### PASSAGE TO READ
Overview
PCIem is a Linux framework that enables software developers to write PCIe card drivers on the host to target unexisting PCIe cards on the bus.
This helps model a driver if the developers don’t have a physical PCIe card to test it on, effectively enabling pre-silicon engineering on the software side of things for the prototype card.
Initially, PCIem was thought after enabling communications from/to a QEMU instance; but has ever since been evolving to support a wide variety of use-cases.
You can think of the framework as a MITM (Man-in-the-Middle) that sits between the untouched, production drivers (Which are, unaware of PCIem’s existence) and the Linux kernel.
┌──────────────────────────────────────────┐ ┌──────────────────────────────────────────────────┐
│ │ │ │
│ ┌─────────►Host Linux Kernel │ │ Linux Userspace │
│ │ │ │ │
│ │ │ │ │
│ │ ┌────────────────────────────┐ │ │ ┌────────────────────────────────────────┐ │
│ │ │ PCIem Framework ◄──────┼────────────►/dev/pciem◄───────────┼────► Userspace PCI shim │ │
│ │ │ │ │ │ │ │ │
│ │ │ - PCI Config Space │ │ │ │ - Emulates PCIe device logic │ │
│ │ │ │ │ │ │ │ │
│ │ │ - BAR Mappings │ │ │ └────────────────────────────────────────┘ │
│ │ │ │ │ │ │
│ │◄───┤ - INT/MSI/MSI-X Interrupts │ │ │ │
│ │ │ │ │ └──────────────────────────────────────────────────┘
│ │ │ - DMA (With/without IOMMU) │ │ Userspace
│ │ │ │ │
│ │ │ - P2P DMA │ │
│ │ │ │ │
│ │ └────────────────────────────┘ │
│ │ │
│ │ │
│ │ PCIe driver is unaware of PCIem │
│ │ │
│ │ │
│ │ ┌──────────────────────────────────┐ │
│ │ │ Real PCIe Driver │ │
│ │ │ │ │
│ └─┤ - Untouched logic from production│ │
│ │ │ │
│ └──────────────────────────────────┘ │
│ │
└──────────────────────────────────────────┘
Kernel Space
Getting started
Cloning the repository
In order to use PCIem, we’ll first clone the repository:
git clone https://github.com/cakehonolulu/pciem
With the repository already cloned, we’ll enter it:
cd pciem/
Compiling the code
To compile PCIem, it should be enough to have make, a C compiler & the Linux headers for your currently-running kernel.
Depending on the amount of features your userspace-PCI shim has, you may need further requirements (Think of, displaying a framebuffer the driver writes on with SDL3 or alike); but for a simple one, the aforementioned ones will suffice.

### STORED RECORDS
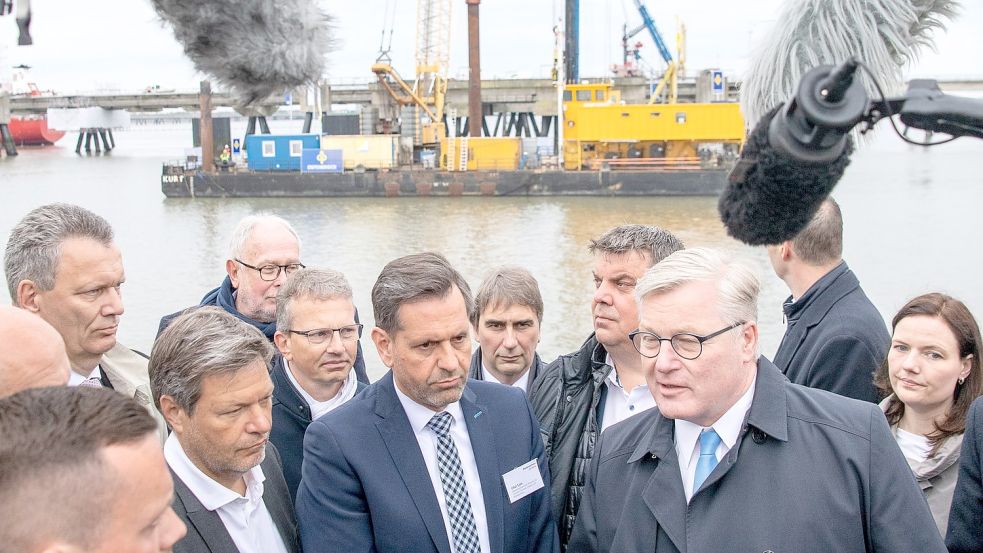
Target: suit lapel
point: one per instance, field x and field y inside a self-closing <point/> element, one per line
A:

--

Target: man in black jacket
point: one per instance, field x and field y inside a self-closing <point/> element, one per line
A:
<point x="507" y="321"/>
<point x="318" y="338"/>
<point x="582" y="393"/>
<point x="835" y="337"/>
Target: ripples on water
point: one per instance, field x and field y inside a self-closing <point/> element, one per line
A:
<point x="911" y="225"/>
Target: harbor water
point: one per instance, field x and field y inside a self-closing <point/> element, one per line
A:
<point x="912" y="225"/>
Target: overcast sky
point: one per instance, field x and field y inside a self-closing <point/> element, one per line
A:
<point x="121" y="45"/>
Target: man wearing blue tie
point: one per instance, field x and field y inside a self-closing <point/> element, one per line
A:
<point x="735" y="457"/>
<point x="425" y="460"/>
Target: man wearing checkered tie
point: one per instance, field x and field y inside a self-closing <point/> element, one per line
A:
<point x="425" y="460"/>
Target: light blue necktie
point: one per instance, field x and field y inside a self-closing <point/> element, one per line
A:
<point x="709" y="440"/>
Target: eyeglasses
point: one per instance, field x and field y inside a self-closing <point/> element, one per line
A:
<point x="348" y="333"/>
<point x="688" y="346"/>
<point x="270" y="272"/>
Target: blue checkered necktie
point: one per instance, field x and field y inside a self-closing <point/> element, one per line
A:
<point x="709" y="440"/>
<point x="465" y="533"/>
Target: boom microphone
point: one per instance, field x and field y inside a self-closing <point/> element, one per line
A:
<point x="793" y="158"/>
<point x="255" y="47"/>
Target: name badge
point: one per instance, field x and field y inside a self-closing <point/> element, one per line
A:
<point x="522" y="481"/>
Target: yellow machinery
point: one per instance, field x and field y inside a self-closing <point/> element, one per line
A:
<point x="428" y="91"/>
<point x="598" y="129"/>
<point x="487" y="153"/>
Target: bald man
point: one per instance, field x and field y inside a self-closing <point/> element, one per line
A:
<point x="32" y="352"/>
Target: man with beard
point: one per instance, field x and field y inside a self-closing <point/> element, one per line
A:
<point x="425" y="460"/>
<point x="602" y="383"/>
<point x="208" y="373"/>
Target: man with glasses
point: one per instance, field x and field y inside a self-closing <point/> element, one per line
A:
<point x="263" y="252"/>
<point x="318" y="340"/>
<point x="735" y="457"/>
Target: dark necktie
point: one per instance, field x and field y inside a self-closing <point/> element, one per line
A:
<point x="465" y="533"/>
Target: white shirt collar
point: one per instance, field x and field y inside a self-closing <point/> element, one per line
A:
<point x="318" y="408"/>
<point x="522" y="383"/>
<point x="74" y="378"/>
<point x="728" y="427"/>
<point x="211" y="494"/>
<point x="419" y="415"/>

### REQUESTS
a: In one to three sentences, explain why the PCIem overview says the framework helps developers model a driver.
b: Extend the PCIem overview, picking up right after its final sentence.
The records have no connection to the PCIem overview.

### WRITTEN RESPONSES
a: Developers may not have a physical PCIe card to test a driver on, and PCIem lets them write drivers that target PCIe cards not present on the bus. This makes pre-silicon engineering possible on the software side for the prototype card.

b:
Issuing a compilation is as simple as:
make all
Using PCIem
After we compile everything, we’ll end up with a bunch of object files, an executable and a kernel module.
In short, the way this framework works is by loading the pciem.ko kernel driver (With a certain set of parameters that’ll be discussed below), then loading the userspace-shim that actually creates the device using the exported functionalities of PCIem, and finally; you load the actual (Untouched!) PCIe driver you want to test.
┌───────┐ ┌──────────┐ ┌────────────┐
│ Linux ├─────► pciem.ko ├─────► User-space │
└───────┘ └──────────┘ │ shim │
└────────────┘
PCIem parameters
pciem_phys_regions
Let’s start with the preface that, we’re obviously going to use insmod to load pciem.ko, but the way we do it changes the behaviour of the framework.
Starting from PCIem 0.1, one can specify kernel module arguments to alter/instruct certain logic on the code.
pciem_phys_regions: This basically specifies what physically-contiguous memory regions are reserved and free to use by PCIem. This is attained by passing the memmap= argument to Linux’s cmdline.
As per kernel.org’s memmap:
memmap=nn[KMG]$ss[KMG]
[KNL,ACPI,EARLY] Mark specific memory as reserved.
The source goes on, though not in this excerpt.